Поставленная задача A - Переведите на английский язык предложение «На нем нет и не нужно надписи.» из текста о памятнике Таврическому.

Текст для чтения -
Мне указали в большой пустынной долине, два домика у подошвы пригорка, на котором белелась каменная колонна, и в нескольких шагах от ней хижина. — То был памятник, воздвигнутый на том самом месте, где скончался — великолепный Князь Тавриды! — Он окружен плетнем, и бедный инвалид живет подле, на страже сей славной пустыни. — Печальная окружность совершенно прилична роду памятника. — Мы подъехали к одному из домиков. — Это род корчмы, содержимой каким-то Болгарином, и в которой нельзя найдти даже и хлеба.

По тропинке, ведущей на гору, взошел я на маленький дворик, на котором стоит памятник Таврического и домик инвалида. Тут напали на меня новые стражи минувшей славы, от которых освободила меня вышедшая из хижины старуха, жена инвалида. — Отогнав собак, сказала она мне, что муж ее болен и весь опух. — Войдя к нему, увидел я седого старца лет 70, который едва стоял на распухших ногах, с опухшими руками. — Давно не высылали бедному страдальцу его жалованья, и ему с старухой не чем содержать себя. — Они в ужасной нищете. Рассказывая мне сие, старик заплакал. Я положил, что мог, ему в руку и пошел к памятнику. — [372] Сел у его подножия и думал — все то, что можно думать — и чувствовал все то, что можно чувствовать на пустынном одре роскошного временщика, внезапно пораженного смертью, среди дикой степи; при могильной тишине, прерываемой завывающим ветром и в виду хижины, где умирает с голоду беспомощный страж памятника славы! — На нем нет и не нужно надписи. С одной стороны, чем-то красным, написано: К. М, а с другой: 1830. Я сошел по той же тропинке через двор инвалида; но собаки его на меня уже не лаяли, как на знакомого. — Под этою колонной, в пять саженей вышиною, погребена внутренность и вероятно сердце Таврического. — Место, где стоить корчма, называется — не громче как: Конести.

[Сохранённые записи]

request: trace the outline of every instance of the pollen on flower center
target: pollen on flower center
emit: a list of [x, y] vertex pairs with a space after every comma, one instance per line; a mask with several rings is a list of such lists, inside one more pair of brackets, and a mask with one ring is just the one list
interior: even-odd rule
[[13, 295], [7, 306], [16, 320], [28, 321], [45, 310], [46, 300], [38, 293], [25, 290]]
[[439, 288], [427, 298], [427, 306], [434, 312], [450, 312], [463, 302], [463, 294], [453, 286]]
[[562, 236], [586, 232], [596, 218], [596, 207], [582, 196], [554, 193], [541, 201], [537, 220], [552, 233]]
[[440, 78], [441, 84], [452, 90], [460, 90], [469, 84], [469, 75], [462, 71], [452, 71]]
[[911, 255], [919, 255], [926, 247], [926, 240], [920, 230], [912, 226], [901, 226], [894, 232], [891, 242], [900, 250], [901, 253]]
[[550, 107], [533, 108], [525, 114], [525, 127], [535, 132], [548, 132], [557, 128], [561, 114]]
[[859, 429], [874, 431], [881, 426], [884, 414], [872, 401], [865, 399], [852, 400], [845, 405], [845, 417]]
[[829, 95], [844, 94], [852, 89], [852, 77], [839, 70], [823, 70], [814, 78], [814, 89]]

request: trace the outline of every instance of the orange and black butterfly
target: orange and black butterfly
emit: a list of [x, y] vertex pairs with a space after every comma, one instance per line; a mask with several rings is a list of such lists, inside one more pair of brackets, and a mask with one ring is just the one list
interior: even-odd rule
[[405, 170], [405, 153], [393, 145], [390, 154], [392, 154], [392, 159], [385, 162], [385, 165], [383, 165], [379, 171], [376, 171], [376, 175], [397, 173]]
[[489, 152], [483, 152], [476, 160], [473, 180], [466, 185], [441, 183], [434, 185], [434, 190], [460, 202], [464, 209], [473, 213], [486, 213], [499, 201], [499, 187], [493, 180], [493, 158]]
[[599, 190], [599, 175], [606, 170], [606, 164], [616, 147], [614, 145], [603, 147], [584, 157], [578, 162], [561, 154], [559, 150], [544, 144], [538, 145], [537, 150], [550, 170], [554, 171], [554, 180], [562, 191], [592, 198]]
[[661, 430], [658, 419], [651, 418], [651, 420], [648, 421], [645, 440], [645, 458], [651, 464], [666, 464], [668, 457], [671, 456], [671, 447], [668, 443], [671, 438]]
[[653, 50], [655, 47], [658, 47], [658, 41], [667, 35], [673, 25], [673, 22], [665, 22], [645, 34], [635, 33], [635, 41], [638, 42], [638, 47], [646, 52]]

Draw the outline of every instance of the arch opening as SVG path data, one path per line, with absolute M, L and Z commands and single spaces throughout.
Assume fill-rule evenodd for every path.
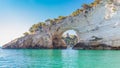
M 67 48 L 71 48 L 78 43 L 78 35 L 75 30 L 67 30 L 62 34 L 62 39 L 67 45 Z

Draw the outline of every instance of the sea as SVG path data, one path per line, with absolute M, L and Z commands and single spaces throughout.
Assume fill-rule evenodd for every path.
M 120 68 L 120 51 L 0 48 L 0 68 Z

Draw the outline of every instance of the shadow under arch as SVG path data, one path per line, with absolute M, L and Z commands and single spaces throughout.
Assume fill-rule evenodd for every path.
M 75 29 L 66 29 L 61 32 L 61 37 L 65 41 L 67 47 L 73 47 L 79 43 L 79 32 Z

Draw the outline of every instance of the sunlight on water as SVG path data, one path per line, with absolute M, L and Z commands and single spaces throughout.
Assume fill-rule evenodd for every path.
M 119 68 L 120 51 L 0 49 L 0 68 Z

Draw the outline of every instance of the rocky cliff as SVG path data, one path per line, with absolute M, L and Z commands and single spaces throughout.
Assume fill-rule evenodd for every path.
M 33 34 L 11 41 L 3 48 L 66 48 L 61 39 L 67 30 L 75 30 L 80 43 L 87 46 L 104 44 L 120 47 L 120 0 L 98 0 L 98 4 L 67 16 Z M 59 22 L 59 23 L 58 23 Z

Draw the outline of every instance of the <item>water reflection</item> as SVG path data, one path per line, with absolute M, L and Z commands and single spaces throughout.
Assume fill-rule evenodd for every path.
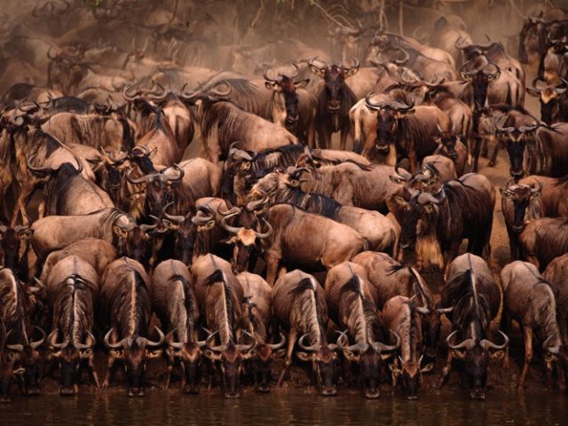
M 382 396 L 362 398 L 343 391 L 323 398 L 304 390 L 269 395 L 248 393 L 225 399 L 215 393 L 186 397 L 176 391 L 148 392 L 144 398 L 122 394 L 82 395 L 71 398 L 17 398 L 0 409 L 0 424 L 566 424 L 565 397 L 550 393 L 500 396 L 484 402 L 458 395 L 424 395 L 418 401 Z

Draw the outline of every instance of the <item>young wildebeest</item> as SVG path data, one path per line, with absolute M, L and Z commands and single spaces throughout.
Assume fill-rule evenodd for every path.
M 51 268 L 61 259 L 68 256 L 78 256 L 95 268 L 97 276 L 101 277 L 108 264 L 116 259 L 116 248 L 109 242 L 96 238 L 86 238 L 72 242 L 61 250 L 53 251 L 43 263 L 43 269 L 39 279 L 41 282 L 47 282 Z
M 299 270 L 292 271 L 278 279 L 272 288 L 272 312 L 279 324 L 288 332 L 286 363 L 279 386 L 292 364 L 292 352 L 296 337 L 296 356 L 303 361 L 312 361 L 312 368 L 323 396 L 335 396 L 336 344 L 327 343 L 326 326 L 327 306 L 324 290 L 312 275 Z M 310 339 L 310 345 L 304 343 Z
M 207 338 L 203 354 L 218 362 L 225 397 L 239 398 L 241 363 L 252 358 L 255 346 L 255 342 L 237 343 L 242 288 L 231 270 L 231 264 L 213 255 L 197 257 L 192 264 L 191 273 L 200 313 L 206 327 L 213 330 Z M 246 333 L 243 331 L 241 335 Z M 218 335 L 219 344 L 211 346 L 209 343 L 213 342 L 215 334 Z
M 422 318 L 414 302 L 404 296 L 396 296 L 387 300 L 383 307 L 381 318 L 389 329 L 400 336 L 398 362 L 389 365 L 392 373 L 392 385 L 399 383 L 408 399 L 418 398 L 418 388 L 422 373 L 431 371 L 434 364 L 422 367 Z
M 396 296 L 413 298 L 416 311 L 422 316 L 426 360 L 434 360 L 440 339 L 440 314 L 446 310 L 436 309 L 433 295 L 420 273 L 413 267 L 403 266 L 385 253 L 364 251 L 355 256 L 351 262 L 365 269 L 375 303 L 380 309 Z
M 468 252 L 489 259 L 495 189 L 485 177 L 469 173 L 437 194 L 395 196 L 390 205 L 402 228 L 400 254 L 414 244 L 419 270 L 447 267 L 465 238 Z
M 170 387 L 174 363 L 178 361 L 184 374 L 182 388 L 185 393 L 199 393 L 200 348 L 205 342 L 197 340 L 199 307 L 191 282 L 192 277 L 182 262 L 164 260 L 154 270 L 148 292 L 162 327 L 168 333 L 170 374 L 166 389 Z
M 32 335 L 28 333 L 31 304 L 28 299 L 29 293 L 37 290 L 39 289 L 25 286 L 10 269 L 0 270 L 0 322 L 6 330 L 6 352 L 4 357 L 9 361 L 8 365 L 3 366 L 0 370 L 0 398 L 3 401 L 10 400 L 10 384 L 14 371 L 19 368 L 24 370 L 25 393 L 39 394 L 37 348 L 45 340 L 45 333 L 36 327 L 43 335 L 36 342 L 31 341 Z
M 490 351 L 497 351 L 494 356 L 501 356 L 509 344 L 509 337 L 501 331 L 505 339 L 502 344 L 497 345 L 488 339 L 489 326 L 501 304 L 499 285 L 487 264 L 469 253 L 450 264 L 440 304 L 448 308 L 446 315 L 454 331 L 446 339 L 448 351 L 441 384 L 450 375 L 452 359 L 463 359 L 469 396 L 485 399 Z M 454 338 L 459 343 L 453 343 Z
M 280 262 L 309 268 L 329 269 L 367 248 L 365 238 L 354 229 L 289 204 L 277 204 L 266 214 L 273 229 L 263 239 L 266 281 L 276 281 Z
M 523 328 L 525 337 L 525 365 L 517 387 L 525 386 L 526 374 L 532 359 L 532 333 L 542 342 L 548 383 L 552 383 L 553 368 L 560 352 L 562 341 L 556 322 L 556 303 L 552 286 L 539 273 L 536 267 L 526 262 L 509 264 L 501 272 L 503 291 L 501 328 L 510 331 L 515 320 Z M 509 367 L 509 350 L 505 355 Z
M 326 279 L 326 300 L 333 321 L 342 329 L 345 328 L 337 339 L 337 347 L 347 360 L 359 367 L 359 378 L 365 396 L 378 398 L 383 361 L 392 355 L 400 340 L 395 335 L 397 344 L 393 346 L 380 342 L 384 340 L 384 330 L 377 316 L 365 270 L 351 262 L 331 268 Z M 354 343 L 345 346 L 349 341 Z
M 518 238 L 523 260 L 542 272 L 552 259 L 568 252 L 568 218 L 534 219 Z
M 59 394 L 75 395 L 81 379 L 81 364 L 87 360 L 97 387 L 92 335 L 94 305 L 99 296 L 97 272 L 86 261 L 69 256 L 58 262 L 46 281 L 51 312 L 51 333 L 47 337 L 50 358 L 60 369 Z
M 114 361 L 121 359 L 128 379 L 128 395 L 144 396 L 144 377 L 147 360 L 159 357 L 155 350 L 164 341 L 163 333 L 158 342 L 148 340 L 148 328 L 152 306 L 147 288 L 150 279 L 138 262 L 121 257 L 110 264 L 101 279 L 100 301 L 110 323 L 105 335 L 105 345 L 109 349 L 108 369 L 103 387 L 108 386 Z
M 280 334 L 280 341 L 271 343 L 272 288 L 259 275 L 241 272 L 237 280 L 242 288 L 243 299 L 240 327 L 254 335 L 255 358 L 252 361 L 255 385 L 259 392 L 270 390 L 271 360 L 286 353 L 280 349 L 286 337 Z M 272 330 L 273 331 L 273 330 Z
M 339 149 L 345 150 L 347 135 L 349 134 L 349 110 L 357 102 L 355 93 L 345 83 L 345 80 L 359 71 L 359 61 L 355 59 L 352 67 L 343 65 L 327 65 L 310 60 L 310 69 L 323 79 L 317 86 L 319 92 L 318 110 L 316 113 L 316 129 L 318 130 L 318 145 L 320 148 L 331 146 L 331 135 L 341 132 Z
M 298 188 L 299 185 L 297 179 L 286 173 L 269 173 L 252 187 L 248 201 L 268 197 L 266 201 L 271 206 L 289 202 L 309 213 L 321 215 L 351 226 L 365 237 L 369 249 L 393 253 L 399 232 L 388 217 L 378 211 L 342 206 L 335 200 L 324 195 L 306 193 Z

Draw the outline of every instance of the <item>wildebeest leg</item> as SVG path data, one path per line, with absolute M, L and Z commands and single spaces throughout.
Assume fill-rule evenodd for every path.
M 448 348 L 447 355 L 446 356 L 446 366 L 442 369 L 442 378 L 440 379 L 439 387 L 441 388 L 447 382 L 448 377 L 450 376 L 450 373 L 452 373 L 452 359 L 454 356 L 452 355 L 452 350 Z
M 276 282 L 276 274 L 278 273 L 278 264 L 280 262 L 280 256 L 272 254 L 266 254 L 266 282 L 271 287 L 274 287 Z
M 16 206 L 14 207 L 14 212 L 12 216 L 12 222 L 10 223 L 10 226 L 12 228 L 16 225 L 18 222 L 18 213 L 21 214 L 21 222 L 24 225 L 29 225 L 28 221 L 28 217 L 26 215 L 26 206 L 29 202 L 29 199 L 34 193 L 34 189 L 36 189 L 36 185 L 24 185 L 21 187 L 21 191 L 20 195 L 18 196 L 18 201 L 16 201 Z
M 414 149 L 408 150 L 408 160 L 410 161 L 410 172 L 416 173 L 418 170 L 418 156 Z
M 284 368 L 282 368 L 282 372 L 280 373 L 280 376 L 278 378 L 278 383 L 276 386 L 281 386 L 282 381 L 284 380 L 284 375 L 286 372 L 292 365 L 292 352 L 294 352 L 294 344 L 296 343 L 296 332 L 294 327 L 290 327 L 290 331 L 288 334 L 288 348 L 286 350 L 286 361 L 284 362 Z
M 341 135 L 339 138 L 339 149 L 341 151 L 345 151 L 345 146 L 347 146 L 347 134 L 349 133 L 347 129 L 341 130 Z
M 473 171 L 477 173 L 479 169 L 479 152 L 481 151 L 481 138 L 476 136 L 473 144 Z
M 91 372 L 91 376 L 92 377 L 92 381 L 95 383 L 95 386 L 97 386 L 98 388 L 100 388 L 99 375 L 97 375 L 97 371 L 95 370 L 95 359 L 92 355 L 89 357 L 89 371 Z
M 525 334 L 525 365 L 523 366 L 523 372 L 517 385 L 519 390 L 525 386 L 526 374 L 529 371 L 529 366 L 532 360 L 532 328 L 530 327 L 523 327 L 523 332 Z
M 499 154 L 499 146 L 501 142 L 499 140 L 495 143 L 495 147 L 493 148 L 493 154 L 491 156 L 491 160 L 489 161 L 489 167 L 494 167 L 497 164 L 497 154 Z
M 103 384 L 102 387 L 103 389 L 106 389 L 108 387 L 108 383 L 110 382 L 110 375 L 113 369 L 113 366 L 114 365 L 114 361 L 116 360 L 116 359 L 114 357 L 113 357 L 112 355 L 110 357 L 108 357 L 108 364 L 106 367 L 106 373 L 105 373 L 105 379 L 103 380 Z

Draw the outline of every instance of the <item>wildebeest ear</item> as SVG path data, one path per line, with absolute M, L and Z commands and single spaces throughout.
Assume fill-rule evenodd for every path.
M 312 359 L 311 353 L 303 352 L 302 351 L 296 351 L 296 356 L 302 361 L 311 361 Z
M 276 82 L 264 82 L 264 87 L 269 91 L 278 91 L 280 88 Z
M 424 367 L 422 367 L 420 369 L 420 372 L 421 373 L 428 373 L 428 372 L 432 371 L 433 369 L 434 369 L 434 363 L 430 362 L 430 364 L 426 364 Z
M 306 78 L 305 80 L 300 80 L 299 82 L 295 82 L 294 86 L 296 89 L 304 89 L 310 83 L 310 79 Z
M 315 65 L 311 65 L 310 66 L 310 69 L 312 70 L 312 72 L 313 74 L 315 74 L 316 75 L 319 75 L 321 78 L 323 78 L 324 75 L 326 74 L 326 70 L 325 69 L 320 68 L 320 67 L 316 67 Z

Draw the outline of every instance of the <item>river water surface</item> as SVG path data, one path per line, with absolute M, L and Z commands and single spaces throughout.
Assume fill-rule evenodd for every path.
M 0 406 L 0 423 L 256 425 L 256 424 L 568 424 L 566 398 L 553 392 L 539 396 L 488 395 L 480 402 L 424 395 L 417 401 L 383 395 L 367 400 L 359 394 L 321 398 L 313 392 L 286 390 L 247 394 L 241 399 L 220 395 L 187 397 L 178 392 L 148 392 L 143 398 L 125 395 L 82 395 L 71 398 L 44 395 L 17 398 Z

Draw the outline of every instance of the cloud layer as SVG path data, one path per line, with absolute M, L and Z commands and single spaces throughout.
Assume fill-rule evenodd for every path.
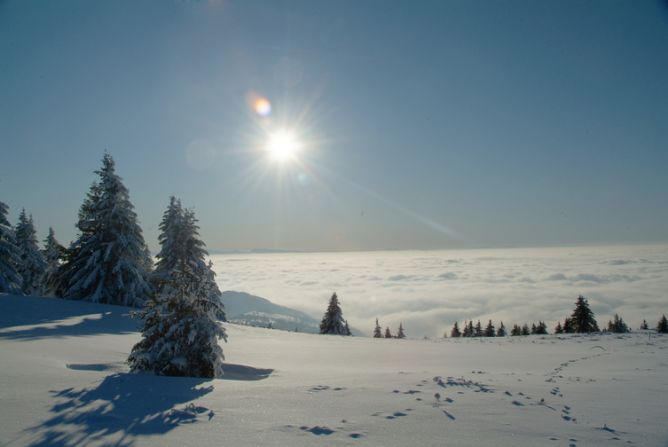
M 578 295 L 599 324 L 619 313 L 637 328 L 668 313 L 668 246 L 215 255 L 221 290 L 244 291 L 316 318 L 332 292 L 345 318 L 375 318 L 409 336 L 441 336 L 455 321 L 506 326 L 568 316 Z

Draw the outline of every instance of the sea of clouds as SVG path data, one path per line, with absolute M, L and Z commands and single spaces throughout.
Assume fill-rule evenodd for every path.
M 371 334 L 375 319 L 410 337 L 442 336 L 455 321 L 550 330 L 584 295 L 605 326 L 632 328 L 668 313 L 668 246 L 272 253 L 212 256 L 221 290 L 248 292 L 321 318 L 336 292 L 344 317 Z

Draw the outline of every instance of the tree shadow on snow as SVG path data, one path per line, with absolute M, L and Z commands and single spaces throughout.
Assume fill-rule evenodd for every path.
M 210 420 L 214 412 L 192 402 L 213 390 L 207 382 L 209 379 L 118 373 L 105 377 L 95 388 L 52 391 L 58 400 L 50 410 L 53 416 L 26 429 L 37 436 L 30 445 L 129 447 L 141 436 Z
M 126 334 L 136 332 L 133 309 L 58 298 L 0 299 L 0 338 L 35 340 L 46 337 Z M 63 321 L 75 318 L 74 321 Z

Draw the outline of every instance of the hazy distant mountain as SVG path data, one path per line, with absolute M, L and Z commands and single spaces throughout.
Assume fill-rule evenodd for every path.
M 285 306 L 279 306 L 271 301 L 246 292 L 223 292 L 227 320 L 232 323 L 241 323 L 251 326 L 283 329 L 287 331 L 318 333 L 320 321 L 315 318 Z

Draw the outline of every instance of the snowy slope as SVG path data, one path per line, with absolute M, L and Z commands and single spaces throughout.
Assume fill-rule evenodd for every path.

Поставленная задача B - Перепишите из списка без изменений строки, начиная со строки, содержащей «request: trace the outline of every instance of the orange», и заканчивая строкой, содержащей «180], [493, 158]]», включая обе эти строки.

Итоговый ответ A - It has no inscription, and none is needed.

Итоговый ответ B -
request: trace the outline of every instance of the orange and black butterfly
target: orange and black butterfly
emit: a list of [x, y] vertex pairs with a space after every comma, one instance per line; a mask with several rings is a list of such lists, inside one more pair of brackets, and a mask with one ring is just the one list
interior: even-odd rule
[[405, 170], [405, 153], [393, 145], [390, 154], [392, 154], [392, 159], [385, 162], [385, 165], [383, 165], [379, 171], [376, 171], [376, 175], [397, 173]]
[[489, 152], [483, 152], [476, 160], [473, 180], [466, 185], [441, 183], [434, 185], [434, 190], [460, 202], [464, 209], [473, 213], [486, 213], [499, 201], [499, 187], [493, 180], [493, 158]]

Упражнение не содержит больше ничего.